Records taken from a collection

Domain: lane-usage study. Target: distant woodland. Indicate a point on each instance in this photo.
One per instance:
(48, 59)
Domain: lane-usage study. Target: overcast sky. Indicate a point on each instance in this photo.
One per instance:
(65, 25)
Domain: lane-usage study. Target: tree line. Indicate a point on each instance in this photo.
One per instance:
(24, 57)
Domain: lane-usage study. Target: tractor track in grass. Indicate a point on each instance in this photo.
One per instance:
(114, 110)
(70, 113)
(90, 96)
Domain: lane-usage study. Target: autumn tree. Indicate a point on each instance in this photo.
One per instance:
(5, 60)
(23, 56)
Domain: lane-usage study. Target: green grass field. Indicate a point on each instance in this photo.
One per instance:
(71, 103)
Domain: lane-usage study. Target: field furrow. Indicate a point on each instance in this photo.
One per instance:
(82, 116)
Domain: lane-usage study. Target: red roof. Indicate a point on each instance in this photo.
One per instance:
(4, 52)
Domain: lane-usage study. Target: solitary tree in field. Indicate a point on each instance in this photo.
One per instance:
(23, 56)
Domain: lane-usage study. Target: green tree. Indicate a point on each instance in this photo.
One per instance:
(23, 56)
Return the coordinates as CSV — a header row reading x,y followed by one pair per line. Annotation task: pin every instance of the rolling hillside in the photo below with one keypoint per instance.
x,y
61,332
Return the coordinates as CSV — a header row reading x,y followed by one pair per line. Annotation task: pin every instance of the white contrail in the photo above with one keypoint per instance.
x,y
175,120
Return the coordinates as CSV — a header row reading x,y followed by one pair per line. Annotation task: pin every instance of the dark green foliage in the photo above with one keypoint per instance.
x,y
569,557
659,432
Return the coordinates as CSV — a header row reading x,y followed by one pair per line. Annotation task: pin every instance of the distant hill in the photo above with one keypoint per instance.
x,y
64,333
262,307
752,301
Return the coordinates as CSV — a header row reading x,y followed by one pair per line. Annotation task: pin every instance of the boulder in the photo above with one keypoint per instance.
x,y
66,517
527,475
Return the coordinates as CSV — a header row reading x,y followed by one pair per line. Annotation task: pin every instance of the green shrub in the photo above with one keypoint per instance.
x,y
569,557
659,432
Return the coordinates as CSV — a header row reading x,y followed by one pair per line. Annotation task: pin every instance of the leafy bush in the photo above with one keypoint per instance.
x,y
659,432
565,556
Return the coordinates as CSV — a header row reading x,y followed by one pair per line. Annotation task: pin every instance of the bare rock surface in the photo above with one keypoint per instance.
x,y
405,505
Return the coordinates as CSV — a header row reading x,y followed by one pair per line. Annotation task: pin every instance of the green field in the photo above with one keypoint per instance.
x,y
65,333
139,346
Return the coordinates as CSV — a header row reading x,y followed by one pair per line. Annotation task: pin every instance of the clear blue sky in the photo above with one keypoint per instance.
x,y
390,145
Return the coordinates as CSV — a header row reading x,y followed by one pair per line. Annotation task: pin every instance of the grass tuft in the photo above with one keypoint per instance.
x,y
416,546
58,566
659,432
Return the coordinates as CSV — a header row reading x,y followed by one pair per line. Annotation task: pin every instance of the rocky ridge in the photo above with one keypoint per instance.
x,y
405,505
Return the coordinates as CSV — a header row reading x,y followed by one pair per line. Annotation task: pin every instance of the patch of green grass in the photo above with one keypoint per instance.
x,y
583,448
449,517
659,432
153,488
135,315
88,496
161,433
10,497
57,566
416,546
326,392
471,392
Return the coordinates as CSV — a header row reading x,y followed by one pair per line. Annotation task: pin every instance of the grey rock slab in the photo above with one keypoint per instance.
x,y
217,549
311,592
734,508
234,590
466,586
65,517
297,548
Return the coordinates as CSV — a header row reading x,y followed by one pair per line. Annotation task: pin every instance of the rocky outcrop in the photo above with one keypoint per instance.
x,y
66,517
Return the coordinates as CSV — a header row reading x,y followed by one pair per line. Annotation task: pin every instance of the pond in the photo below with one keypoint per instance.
* * *
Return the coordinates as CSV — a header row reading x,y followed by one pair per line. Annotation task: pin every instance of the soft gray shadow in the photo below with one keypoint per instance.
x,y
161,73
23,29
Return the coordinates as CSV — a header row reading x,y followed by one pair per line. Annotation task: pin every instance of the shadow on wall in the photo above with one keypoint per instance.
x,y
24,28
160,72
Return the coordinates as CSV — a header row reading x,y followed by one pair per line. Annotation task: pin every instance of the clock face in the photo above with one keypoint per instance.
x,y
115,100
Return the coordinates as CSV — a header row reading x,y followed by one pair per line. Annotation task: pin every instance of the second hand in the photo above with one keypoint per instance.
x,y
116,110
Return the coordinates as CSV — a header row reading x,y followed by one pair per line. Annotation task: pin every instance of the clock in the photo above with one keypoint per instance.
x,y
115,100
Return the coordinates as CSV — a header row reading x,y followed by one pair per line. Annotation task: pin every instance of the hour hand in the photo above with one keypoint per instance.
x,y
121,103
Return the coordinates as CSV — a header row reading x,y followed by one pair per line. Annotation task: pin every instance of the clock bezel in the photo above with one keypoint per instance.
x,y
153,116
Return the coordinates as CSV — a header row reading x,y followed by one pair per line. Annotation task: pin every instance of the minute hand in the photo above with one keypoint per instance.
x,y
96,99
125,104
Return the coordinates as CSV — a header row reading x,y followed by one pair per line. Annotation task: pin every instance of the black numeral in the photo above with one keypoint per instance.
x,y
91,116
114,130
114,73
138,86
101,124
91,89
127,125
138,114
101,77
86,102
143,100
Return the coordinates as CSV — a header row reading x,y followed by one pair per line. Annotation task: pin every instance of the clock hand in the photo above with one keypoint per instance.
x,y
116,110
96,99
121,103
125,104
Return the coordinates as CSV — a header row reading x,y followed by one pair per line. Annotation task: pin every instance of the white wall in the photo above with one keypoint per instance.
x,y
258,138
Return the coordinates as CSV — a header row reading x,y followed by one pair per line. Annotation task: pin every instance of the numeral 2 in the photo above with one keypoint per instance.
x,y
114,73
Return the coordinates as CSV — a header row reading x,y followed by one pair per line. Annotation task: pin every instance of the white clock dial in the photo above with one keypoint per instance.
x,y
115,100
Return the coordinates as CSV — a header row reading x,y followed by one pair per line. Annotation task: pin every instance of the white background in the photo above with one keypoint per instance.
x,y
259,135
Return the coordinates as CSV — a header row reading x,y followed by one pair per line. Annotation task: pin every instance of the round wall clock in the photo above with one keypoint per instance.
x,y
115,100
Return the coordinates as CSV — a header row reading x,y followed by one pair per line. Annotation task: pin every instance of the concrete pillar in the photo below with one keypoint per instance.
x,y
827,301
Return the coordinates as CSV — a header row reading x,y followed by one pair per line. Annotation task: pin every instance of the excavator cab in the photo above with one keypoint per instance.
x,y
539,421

== EXERCISE DESCRIPTION ==
Copy the records from the line with "the rocky outcrop" to the line with "of the pond", both ends included and requests and all, but raise every coordinate in the answers by 7.

== EXERCISE SOLUTION ==
Return the coordinates as CSV — a header row reading x,y followed by one pair per line. Annotation task: pin every instance of the rocky outcrop in the photo above with one keypoint per instance.
x,y
73,524
Return the coordinates as CSV — a header row reading x,y followed by one pair per line. Annotation task: pin every instance of the pond in the photo below with one keypoint per instance.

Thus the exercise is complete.